## Problem description
Reproduce word for word the part of the data below that opens with the line containing "Expected: the position of each instance of the hill slope, given" and runs through the end of the data, including both ends.
══════════════════════════════
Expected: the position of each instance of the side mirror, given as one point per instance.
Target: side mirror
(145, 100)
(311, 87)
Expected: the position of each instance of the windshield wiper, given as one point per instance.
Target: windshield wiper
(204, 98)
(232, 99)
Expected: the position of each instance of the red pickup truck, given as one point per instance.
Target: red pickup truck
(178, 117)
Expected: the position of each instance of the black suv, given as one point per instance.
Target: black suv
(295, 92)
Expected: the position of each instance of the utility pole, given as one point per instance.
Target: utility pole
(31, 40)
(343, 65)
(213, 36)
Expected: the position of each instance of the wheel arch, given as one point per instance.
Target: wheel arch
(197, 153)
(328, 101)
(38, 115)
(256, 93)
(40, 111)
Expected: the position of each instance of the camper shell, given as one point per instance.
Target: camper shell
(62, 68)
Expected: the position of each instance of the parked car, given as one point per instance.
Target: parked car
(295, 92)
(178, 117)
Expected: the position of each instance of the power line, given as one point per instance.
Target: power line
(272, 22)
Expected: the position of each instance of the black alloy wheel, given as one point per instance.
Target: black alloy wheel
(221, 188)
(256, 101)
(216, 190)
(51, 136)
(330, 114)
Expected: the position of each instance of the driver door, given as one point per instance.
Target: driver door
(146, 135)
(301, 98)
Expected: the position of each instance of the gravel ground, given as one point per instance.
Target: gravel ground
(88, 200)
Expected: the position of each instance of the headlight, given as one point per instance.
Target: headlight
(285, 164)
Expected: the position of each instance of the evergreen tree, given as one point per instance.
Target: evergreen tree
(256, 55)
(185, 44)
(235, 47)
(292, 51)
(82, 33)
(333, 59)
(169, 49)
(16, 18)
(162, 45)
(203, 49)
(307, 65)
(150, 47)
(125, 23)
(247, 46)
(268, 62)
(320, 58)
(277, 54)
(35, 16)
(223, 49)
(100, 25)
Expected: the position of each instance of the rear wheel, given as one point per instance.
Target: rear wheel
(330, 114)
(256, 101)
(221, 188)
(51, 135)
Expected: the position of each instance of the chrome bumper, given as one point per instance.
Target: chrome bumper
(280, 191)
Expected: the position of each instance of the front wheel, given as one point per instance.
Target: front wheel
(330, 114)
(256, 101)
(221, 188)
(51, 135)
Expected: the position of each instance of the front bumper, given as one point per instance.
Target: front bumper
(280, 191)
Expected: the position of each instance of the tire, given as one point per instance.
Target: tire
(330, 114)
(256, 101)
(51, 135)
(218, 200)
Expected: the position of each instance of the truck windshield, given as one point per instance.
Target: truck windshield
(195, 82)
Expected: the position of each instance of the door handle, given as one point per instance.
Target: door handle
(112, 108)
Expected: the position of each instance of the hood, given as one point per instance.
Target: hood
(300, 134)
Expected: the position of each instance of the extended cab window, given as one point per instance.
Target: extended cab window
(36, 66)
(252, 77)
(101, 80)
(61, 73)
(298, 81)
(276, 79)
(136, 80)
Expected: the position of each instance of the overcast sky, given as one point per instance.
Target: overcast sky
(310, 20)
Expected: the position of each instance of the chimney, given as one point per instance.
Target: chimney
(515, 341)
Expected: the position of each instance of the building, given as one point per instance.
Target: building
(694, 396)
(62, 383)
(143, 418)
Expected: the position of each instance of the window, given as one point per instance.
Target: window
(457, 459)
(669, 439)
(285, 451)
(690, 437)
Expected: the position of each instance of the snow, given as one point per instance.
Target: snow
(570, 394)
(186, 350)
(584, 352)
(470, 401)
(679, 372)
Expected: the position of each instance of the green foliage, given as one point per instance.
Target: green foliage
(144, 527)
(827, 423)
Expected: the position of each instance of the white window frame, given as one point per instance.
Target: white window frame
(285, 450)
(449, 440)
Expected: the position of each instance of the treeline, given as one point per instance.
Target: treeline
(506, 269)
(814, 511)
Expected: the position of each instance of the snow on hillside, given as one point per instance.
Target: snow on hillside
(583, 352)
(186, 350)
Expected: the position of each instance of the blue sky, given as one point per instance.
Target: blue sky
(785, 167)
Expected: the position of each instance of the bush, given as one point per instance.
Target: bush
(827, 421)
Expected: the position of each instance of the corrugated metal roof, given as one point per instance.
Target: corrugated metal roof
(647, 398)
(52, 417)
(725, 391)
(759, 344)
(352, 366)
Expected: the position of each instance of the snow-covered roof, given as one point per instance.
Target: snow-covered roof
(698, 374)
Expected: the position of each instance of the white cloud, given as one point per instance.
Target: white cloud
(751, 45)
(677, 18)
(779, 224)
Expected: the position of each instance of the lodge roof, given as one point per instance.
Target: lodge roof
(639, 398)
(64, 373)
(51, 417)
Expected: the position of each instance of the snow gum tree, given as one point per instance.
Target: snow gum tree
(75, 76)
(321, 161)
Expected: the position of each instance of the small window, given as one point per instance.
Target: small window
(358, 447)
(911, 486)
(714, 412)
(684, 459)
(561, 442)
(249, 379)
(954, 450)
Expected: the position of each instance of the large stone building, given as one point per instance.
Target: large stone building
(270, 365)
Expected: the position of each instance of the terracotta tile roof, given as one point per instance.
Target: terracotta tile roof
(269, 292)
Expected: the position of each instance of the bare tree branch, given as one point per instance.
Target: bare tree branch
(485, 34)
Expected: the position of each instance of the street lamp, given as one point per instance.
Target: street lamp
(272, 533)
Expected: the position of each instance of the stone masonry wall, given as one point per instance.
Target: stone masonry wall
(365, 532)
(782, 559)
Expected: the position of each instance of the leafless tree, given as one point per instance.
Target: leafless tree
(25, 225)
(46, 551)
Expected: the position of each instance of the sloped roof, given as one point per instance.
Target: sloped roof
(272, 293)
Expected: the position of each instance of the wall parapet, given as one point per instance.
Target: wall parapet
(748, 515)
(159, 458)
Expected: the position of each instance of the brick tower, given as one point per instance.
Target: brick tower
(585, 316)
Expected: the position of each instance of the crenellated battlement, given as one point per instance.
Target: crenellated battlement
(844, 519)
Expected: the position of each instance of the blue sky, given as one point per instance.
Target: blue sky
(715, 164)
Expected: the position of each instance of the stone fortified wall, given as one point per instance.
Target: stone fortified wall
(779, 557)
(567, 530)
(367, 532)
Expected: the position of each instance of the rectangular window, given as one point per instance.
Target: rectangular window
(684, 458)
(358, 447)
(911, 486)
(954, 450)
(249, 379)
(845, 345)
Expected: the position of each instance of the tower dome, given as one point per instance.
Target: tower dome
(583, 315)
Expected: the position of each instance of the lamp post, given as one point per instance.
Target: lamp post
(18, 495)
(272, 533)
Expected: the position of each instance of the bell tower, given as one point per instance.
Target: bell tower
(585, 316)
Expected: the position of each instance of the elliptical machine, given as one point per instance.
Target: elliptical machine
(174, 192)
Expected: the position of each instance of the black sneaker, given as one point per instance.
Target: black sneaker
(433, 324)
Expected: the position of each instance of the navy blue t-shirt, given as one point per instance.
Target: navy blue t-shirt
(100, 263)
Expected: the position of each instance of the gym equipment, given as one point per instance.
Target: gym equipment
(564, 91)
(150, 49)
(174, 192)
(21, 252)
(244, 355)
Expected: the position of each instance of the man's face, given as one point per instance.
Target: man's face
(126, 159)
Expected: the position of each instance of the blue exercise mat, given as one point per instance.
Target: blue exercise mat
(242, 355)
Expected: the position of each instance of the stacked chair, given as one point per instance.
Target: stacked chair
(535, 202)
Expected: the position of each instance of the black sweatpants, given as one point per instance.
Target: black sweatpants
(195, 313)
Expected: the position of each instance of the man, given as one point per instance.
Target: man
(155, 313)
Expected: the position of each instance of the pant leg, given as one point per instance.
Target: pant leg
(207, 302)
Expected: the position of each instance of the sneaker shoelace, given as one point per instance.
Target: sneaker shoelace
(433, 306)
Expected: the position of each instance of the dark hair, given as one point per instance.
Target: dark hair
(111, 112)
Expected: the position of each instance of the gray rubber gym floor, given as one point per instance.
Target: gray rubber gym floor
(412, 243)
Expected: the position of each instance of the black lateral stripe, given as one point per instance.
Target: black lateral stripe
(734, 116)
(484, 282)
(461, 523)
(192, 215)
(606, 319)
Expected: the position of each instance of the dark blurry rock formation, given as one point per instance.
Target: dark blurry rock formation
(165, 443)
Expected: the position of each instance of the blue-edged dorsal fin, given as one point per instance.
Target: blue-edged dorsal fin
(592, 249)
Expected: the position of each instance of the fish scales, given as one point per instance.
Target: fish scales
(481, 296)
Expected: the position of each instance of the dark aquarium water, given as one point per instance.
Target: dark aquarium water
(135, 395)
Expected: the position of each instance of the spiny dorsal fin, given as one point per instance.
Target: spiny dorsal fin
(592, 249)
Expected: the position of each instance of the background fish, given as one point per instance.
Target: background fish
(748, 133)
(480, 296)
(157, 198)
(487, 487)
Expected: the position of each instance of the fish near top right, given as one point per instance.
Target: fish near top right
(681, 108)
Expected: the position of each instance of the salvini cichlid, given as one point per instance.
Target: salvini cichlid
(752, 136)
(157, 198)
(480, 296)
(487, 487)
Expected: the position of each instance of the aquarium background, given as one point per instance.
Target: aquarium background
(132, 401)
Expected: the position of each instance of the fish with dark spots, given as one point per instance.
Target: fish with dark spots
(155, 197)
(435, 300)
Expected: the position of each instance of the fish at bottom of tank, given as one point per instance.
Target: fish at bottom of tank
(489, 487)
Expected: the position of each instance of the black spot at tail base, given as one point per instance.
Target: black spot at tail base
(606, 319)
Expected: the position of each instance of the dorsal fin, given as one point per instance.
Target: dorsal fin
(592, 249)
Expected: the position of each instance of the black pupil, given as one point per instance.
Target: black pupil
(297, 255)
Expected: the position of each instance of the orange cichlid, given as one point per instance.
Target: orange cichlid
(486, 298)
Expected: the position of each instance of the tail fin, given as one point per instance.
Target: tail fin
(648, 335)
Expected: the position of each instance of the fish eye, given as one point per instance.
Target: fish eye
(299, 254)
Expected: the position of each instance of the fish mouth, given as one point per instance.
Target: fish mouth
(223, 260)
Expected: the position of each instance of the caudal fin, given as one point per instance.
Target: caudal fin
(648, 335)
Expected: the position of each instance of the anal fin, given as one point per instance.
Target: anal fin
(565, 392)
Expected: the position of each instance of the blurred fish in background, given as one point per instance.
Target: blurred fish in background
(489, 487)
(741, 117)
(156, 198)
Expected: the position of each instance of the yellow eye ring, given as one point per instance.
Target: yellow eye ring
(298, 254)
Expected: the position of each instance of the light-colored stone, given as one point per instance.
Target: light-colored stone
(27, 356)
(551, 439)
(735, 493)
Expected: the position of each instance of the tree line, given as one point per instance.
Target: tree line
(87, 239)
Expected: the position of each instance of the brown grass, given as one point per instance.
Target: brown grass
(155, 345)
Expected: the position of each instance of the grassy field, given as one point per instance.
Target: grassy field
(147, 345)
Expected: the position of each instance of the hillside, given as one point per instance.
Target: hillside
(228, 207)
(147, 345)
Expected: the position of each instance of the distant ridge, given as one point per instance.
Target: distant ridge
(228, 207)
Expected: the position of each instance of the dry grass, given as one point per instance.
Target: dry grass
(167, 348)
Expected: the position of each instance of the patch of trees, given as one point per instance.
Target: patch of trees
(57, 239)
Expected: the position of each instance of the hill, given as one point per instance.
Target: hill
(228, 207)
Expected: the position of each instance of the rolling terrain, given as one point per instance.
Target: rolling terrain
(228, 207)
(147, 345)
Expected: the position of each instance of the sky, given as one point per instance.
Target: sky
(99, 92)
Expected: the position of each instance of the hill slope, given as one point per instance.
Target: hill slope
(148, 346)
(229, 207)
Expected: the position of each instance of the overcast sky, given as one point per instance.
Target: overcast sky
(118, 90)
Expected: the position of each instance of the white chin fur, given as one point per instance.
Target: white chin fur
══════════════════════════════
## Answer to this exercise
Expected: the position of each instance of the hill slope, given as one point per instance.
Target: hill slope
(148, 346)
(229, 207)
Expected: the position of each instance of the overcast sky, given as one point per instance.
Target: overcast sky
(118, 90)
Expected: the position of each instance of the white chin fur, given as one point per instance.
Target: white chin fur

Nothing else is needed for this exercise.